*Provided data*
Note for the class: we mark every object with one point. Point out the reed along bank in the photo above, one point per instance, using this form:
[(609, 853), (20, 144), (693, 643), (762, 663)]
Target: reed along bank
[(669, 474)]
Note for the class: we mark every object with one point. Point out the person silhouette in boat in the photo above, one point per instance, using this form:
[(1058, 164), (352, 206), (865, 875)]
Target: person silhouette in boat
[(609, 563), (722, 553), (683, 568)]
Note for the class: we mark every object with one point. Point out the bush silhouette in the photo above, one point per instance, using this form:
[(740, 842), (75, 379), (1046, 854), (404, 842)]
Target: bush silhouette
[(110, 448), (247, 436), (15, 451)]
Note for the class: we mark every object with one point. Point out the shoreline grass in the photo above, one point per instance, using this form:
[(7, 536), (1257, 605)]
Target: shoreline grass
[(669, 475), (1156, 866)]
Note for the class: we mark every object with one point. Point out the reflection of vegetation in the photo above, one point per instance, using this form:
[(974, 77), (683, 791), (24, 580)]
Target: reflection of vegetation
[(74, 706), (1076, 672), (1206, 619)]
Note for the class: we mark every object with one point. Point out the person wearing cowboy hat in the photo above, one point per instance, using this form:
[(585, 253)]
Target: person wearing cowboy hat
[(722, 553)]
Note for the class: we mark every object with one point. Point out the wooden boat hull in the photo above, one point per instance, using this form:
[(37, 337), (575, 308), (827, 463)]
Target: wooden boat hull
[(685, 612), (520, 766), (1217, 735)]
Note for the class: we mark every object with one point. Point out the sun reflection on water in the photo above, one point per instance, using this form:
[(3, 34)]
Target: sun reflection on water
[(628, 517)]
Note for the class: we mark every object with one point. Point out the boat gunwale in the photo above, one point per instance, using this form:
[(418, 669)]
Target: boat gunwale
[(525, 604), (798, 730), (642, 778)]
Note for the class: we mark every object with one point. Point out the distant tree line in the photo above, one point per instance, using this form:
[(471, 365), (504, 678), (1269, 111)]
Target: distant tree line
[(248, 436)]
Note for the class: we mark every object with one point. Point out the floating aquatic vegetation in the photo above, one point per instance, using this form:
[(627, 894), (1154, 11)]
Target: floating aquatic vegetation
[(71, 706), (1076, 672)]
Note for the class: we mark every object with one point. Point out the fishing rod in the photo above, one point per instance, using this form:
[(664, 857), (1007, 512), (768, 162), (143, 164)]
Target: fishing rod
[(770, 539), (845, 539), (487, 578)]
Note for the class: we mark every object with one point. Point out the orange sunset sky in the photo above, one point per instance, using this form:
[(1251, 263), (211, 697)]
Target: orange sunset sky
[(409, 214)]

*Exercise aim*
Rewrite every one of the items above, putting "one point for each instance" in place of "one point per instance" each time it occurs and keeping everything else the same.

*Correct result*
Note for the class: we mark every object with one point. Point out the reed along bank in the photo above, one point for each instance, using this form:
[(609, 853), (20, 144), (693, 643), (762, 663)]
Target: reed along bank
[(669, 474)]
Note for the class: we mark every object with one point. Point out the person silhouette in boat in the photo above, one point for each instance, using this form:
[(1058, 164), (352, 206), (865, 875)]
Target: person silhouette in boat
[(609, 563), (722, 553), (683, 568)]
Note for the class: we mark every object with one point. Point out the bush silhouette in the photo above, one point for each instance, using this form:
[(740, 842), (75, 379), (1046, 854), (404, 842)]
Target: bush silhouette
[(110, 448), (247, 436), (15, 451)]
Note for the class: we mark every object with one point. Point out the shoreline grass in the photo above, one point for each instance, using this form:
[(7, 536), (1257, 605)]
Target: shoreline grass
[(669, 475), (1156, 866)]
Note for the class: we mark every object with one point. Point out the reflection of vegetation in the photo above, one point for each instance, using this form:
[(974, 77), (683, 791), (24, 580)]
Target: reflection of vegetation
[(74, 706), (1076, 672), (1206, 619)]
Note for the class: we mark every object with one point. Point out the person wearing cowboy hat in the photo above, one point for each instance, using this form:
[(585, 253)]
Target: person wearing cowboy hat
[(722, 553)]
Note for the class: we mark every object with one point. Point out the wooden boat hull in the photo above, one point for each instance, using this form:
[(37, 337), (575, 308), (827, 463)]
Target: wooden boat hull
[(685, 612), (520, 766), (1217, 735)]
Note for the class: we mark every object with one point. Point out the sun reflection on water in the photo above, one point for each instance, using this form:
[(3, 34)]
Target: sun reflection on water
[(628, 517)]
Note for the class: we mark every object with one point. Point out the boat gunwale in the photo above, one point for each instance, using this form:
[(418, 669)]
Target: boat gunwale
[(525, 604), (798, 730), (642, 778)]
Note for the class: we mark every object with one point. Point out the distant tree line in the photo above, one point for each instance, using this form:
[(471, 365), (504, 678), (1269, 111)]
Target: distant tree line
[(248, 436)]
Note for the class: we mark every object with one point. Point out the floating aquatic vegetation in the photo above, one point for each instance, using this form:
[(627, 894), (1154, 11)]
Target: floating aquatic vegetation
[(71, 706), (1076, 672)]
Note for the class: we mark every object with one point. Point out the fishing rod in the photo above, one point for each instance, using this form:
[(664, 857), (1007, 512), (768, 162), (143, 164)]
Target: fishing rod
[(770, 539), (845, 539), (487, 578)]
Note for the class: we mark every object with one point. Point out the orange sunset sky in the photo above, one point for each instance, using this form:
[(1251, 263), (211, 697)]
Target: orange sunset sky
[(409, 214)]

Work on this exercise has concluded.